The records underneath are to be repeated exactly, with the pictures left out.

──────── Provided material

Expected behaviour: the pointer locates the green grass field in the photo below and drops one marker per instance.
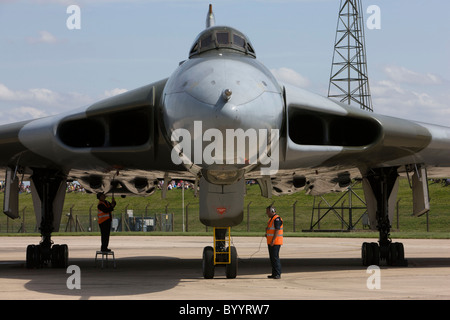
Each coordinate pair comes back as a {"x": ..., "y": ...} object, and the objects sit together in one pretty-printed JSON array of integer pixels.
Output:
[{"x": 253, "y": 223}]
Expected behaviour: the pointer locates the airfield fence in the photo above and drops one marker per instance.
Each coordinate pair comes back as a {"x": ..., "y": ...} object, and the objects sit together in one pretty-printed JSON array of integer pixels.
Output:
[{"x": 319, "y": 216}]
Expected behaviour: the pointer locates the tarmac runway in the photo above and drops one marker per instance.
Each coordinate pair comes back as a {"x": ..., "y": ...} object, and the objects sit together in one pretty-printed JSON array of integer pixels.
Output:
[{"x": 169, "y": 268}]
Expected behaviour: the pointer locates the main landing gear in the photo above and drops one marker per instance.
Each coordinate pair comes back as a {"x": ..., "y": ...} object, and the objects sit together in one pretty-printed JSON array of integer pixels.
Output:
[
  {"x": 49, "y": 188},
  {"x": 382, "y": 182},
  {"x": 221, "y": 254}
]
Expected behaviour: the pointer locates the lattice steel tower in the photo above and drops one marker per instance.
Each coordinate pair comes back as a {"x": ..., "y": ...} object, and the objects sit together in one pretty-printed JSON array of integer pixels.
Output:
[{"x": 349, "y": 82}]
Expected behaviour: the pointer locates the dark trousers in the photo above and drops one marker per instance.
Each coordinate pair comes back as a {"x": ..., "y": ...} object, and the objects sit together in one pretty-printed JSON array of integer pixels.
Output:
[
  {"x": 105, "y": 230},
  {"x": 274, "y": 254}
]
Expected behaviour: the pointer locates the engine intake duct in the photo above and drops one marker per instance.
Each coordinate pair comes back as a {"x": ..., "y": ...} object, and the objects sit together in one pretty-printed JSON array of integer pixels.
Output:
[{"x": 308, "y": 127}]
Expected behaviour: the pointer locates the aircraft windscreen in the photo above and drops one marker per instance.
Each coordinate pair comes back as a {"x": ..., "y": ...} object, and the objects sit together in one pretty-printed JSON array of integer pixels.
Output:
[{"x": 221, "y": 38}]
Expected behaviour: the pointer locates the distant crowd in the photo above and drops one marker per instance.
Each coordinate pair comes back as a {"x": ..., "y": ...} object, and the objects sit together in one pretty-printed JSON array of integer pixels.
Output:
[{"x": 76, "y": 187}]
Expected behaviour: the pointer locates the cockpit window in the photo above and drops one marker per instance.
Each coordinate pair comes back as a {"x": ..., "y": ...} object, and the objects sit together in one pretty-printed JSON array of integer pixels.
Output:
[
  {"x": 222, "y": 38},
  {"x": 238, "y": 40},
  {"x": 206, "y": 42}
]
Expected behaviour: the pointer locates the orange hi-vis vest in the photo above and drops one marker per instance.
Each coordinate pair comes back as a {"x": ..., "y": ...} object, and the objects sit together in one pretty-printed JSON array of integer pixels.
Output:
[
  {"x": 103, "y": 216},
  {"x": 270, "y": 231}
]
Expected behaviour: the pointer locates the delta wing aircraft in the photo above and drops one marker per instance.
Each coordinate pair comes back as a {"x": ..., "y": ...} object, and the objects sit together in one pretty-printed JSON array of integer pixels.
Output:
[{"x": 219, "y": 119}]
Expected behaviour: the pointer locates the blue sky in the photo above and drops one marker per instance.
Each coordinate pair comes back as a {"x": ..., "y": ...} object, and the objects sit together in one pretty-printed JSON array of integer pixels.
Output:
[{"x": 45, "y": 68}]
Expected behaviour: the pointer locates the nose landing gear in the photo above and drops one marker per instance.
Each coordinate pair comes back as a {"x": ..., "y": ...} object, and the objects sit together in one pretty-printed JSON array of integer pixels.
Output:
[{"x": 220, "y": 254}]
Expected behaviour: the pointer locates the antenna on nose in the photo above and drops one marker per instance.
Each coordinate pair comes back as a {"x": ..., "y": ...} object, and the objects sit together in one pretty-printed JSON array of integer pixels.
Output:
[{"x": 210, "y": 20}]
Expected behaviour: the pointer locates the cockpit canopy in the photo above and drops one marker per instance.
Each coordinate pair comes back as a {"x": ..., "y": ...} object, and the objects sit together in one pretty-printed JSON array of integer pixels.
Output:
[{"x": 215, "y": 38}]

────────────────

● **Result of this task**
Expected behaviour: the pointer locates the green grass field in the photo below and drops one marker per instance.
Each coordinate pair comes back as a {"x": ..., "y": ...} object, and the objects sit together in one pretty-printed JSON array of integer pixels.
Output:
[{"x": 253, "y": 223}]
Expected behaviour: the pointer locates the airfield fence in the photo above and drops one marker per instance.
Each coordinate pair comes back as a {"x": ..., "y": ...} object, and the objects sit together in one pretty-printed JSON array of integer pixels.
Output:
[{"x": 319, "y": 216}]
Expected behaviour: the pointer locates the tarmac runway in the photo above and drops one marker per instance.
Each coordinate pair comes back as a {"x": ..., "y": ...} object, and the objects sit together in one pretty-printed JSON array of integer pixels.
Output:
[{"x": 169, "y": 268}]
Expected behaviour: the pointer locates the main landing gear in the photo above and drops one marker per instance.
Each coordinate pair comes back as a {"x": ..., "y": ...} object, and the objects sit together in one pretty-printed JSON array of integer pixels.
Output:
[
  {"x": 49, "y": 188},
  {"x": 382, "y": 182},
  {"x": 221, "y": 254}
]
Expected behaviour: the pointer locates the lattice steel tower in the photo above and drops one marker per instance.
Each coordinate pair comes back as a {"x": ..., "y": ...} object, and the objects sit together in one pretty-printed JSON array of integer pixels.
Output:
[{"x": 349, "y": 82}]
Expected behaviour: the pointer locates the dark trousers in the photo above and drops one marker per instance.
Each coordinate pair comes back as a {"x": ..., "y": ...} object, and the objects sit together in one pretty-printed JSON array of integer pixels.
Output:
[
  {"x": 105, "y": 230},
  {"x": 274, "y": 254}
]
Expected behaviour: the pointer locates the engine intake duct in the photo above and drops one marker per instance.
Each coordinate pair comes back as a {"x": ..., "y": ...} object, and the objects sit together in one pretty-printed JSON array of integer pixels.
Output:
[{"x": 308, "y": 127}]
Expected behaviour: the pointer locates the aircraft windscreen in the photo above and drops one marker per instance.
Each coordinate pair comes back as a {"x": ..., "y": ...} object, and the objects sit together in one pretty-printed JSON array of integer pixels.
Output:
[{"x": 221, "y": 38}]
Expected behaviour: the pointer locates the distant crowd in the photo above and drops one marker per instance.
Each coordinate pair comes back as a {"x": ..., "y": ...} object, and the objects sit together in one pretty-printed JSON array of integer pixels.
Output:
[{"x": 76, "y": 187}]
Expected behaviour: the pointer locates the cockpit window in the photo above and drops one marker per instance.
Each coordinate pair comes back as a {"x": ..., "y": ...} object, and the objects sit together in one pretty-printed JSON array of integer pixels.
Output:
[
  {"x": 222, "y": 38},
  {"x": 238, "y": 40},
  {"x": 206, "y": 42}
]
Expected behaviour: the pointer locates the orange hi-vis vest in the photo above and drops one marker per instance.
Each coordinate pair comes back as a {"x": ..., "y": ...} object, and the objects sit together in one pretty-printed JSON array of integer pixels.
Output:
[
  {"x": 103, "y": 216},
  {"x": 270, "y": 231}
]
Expected behaviour: the pointer locates the delta wing aircraft in the photo above and drops one marker per instance.
Each coordinate pair comes back as a {"x": ..., "y": ...} object, and the objects sit together in one pretty-printed JSON array of integer pixels.
Output:
[{"x": 219, "y": 119}]
Expected behaviour: the pointer locates the blue sky in the photo above and drops one marker per instance.
Each coordinate pair comes back as a {"x": ..., "y": ...} object, and the objects sit together in one pretty-printed JSON array of integer pixels.
Output:
[{"x": 45, "y": 68}]
Expected behaviour: the pointer locates the nose landing gear in the photo above and drops one marker per instance.
Each coordinate pair comes back as a {"x": ..., "y": ...} object, and the objects sit together in one pretty-printed JSON array of integer pixels.
Output:
[{"x": 220, "y": 254}]
Expected behaviour: the pointer locates the antenna on nose in the photo above and drops one marker per instance.
Each coordinate pair comes back as a {"x": ..., "y": ...} object, and the objects sit together in one pretty-printed JSON array of integer pixels.
Output:
[{"x": 210, "y": 20}]
Expected behaviour: the pointer locates the cockpit canopy in the photo above and drops one marker per instance.
Each coordinate pair comes back as a {"x": ..., "y": ...} object, and the objects sit together in one pretty-printed JSON array of integer pixels.
Output:
[{"x": 215, "y": 38}]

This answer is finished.